--- Coordinate annotation entries ---
--- --- ---

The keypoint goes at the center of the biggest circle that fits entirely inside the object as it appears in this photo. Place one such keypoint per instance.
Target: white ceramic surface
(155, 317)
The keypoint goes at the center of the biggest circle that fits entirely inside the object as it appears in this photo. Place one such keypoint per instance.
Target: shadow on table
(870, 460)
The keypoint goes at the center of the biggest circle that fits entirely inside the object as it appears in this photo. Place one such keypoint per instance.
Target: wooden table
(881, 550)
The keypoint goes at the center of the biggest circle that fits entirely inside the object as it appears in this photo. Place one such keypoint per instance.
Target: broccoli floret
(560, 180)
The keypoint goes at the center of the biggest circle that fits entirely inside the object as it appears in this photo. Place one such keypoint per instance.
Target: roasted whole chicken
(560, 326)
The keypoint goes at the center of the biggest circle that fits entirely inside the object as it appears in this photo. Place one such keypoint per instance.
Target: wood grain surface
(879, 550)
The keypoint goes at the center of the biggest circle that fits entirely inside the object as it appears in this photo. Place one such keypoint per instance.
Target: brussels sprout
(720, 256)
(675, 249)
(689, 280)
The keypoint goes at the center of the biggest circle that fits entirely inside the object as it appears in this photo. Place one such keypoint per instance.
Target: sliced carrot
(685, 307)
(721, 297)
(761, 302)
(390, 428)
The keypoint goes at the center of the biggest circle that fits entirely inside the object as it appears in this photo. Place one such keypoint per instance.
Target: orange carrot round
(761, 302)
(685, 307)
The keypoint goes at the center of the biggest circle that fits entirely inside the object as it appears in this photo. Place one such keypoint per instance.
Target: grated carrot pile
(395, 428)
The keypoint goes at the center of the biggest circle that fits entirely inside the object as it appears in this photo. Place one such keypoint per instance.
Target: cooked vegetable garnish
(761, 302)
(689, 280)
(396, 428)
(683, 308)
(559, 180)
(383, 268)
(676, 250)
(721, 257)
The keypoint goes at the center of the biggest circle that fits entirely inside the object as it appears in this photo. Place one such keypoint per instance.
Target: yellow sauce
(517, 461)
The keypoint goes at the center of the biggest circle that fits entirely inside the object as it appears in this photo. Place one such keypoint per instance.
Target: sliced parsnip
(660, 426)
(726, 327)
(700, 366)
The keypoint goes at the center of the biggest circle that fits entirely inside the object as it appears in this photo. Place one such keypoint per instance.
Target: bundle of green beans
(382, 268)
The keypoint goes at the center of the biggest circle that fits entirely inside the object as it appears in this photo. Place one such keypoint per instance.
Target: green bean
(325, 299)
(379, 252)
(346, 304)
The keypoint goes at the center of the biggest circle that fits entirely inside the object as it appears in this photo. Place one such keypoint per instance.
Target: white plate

--- --- ---

Please find each line in the records above that contains the word "surface", and copy those lines out.

--- Output of the task ---
Target: white ceramic surface
Target: wood grain surface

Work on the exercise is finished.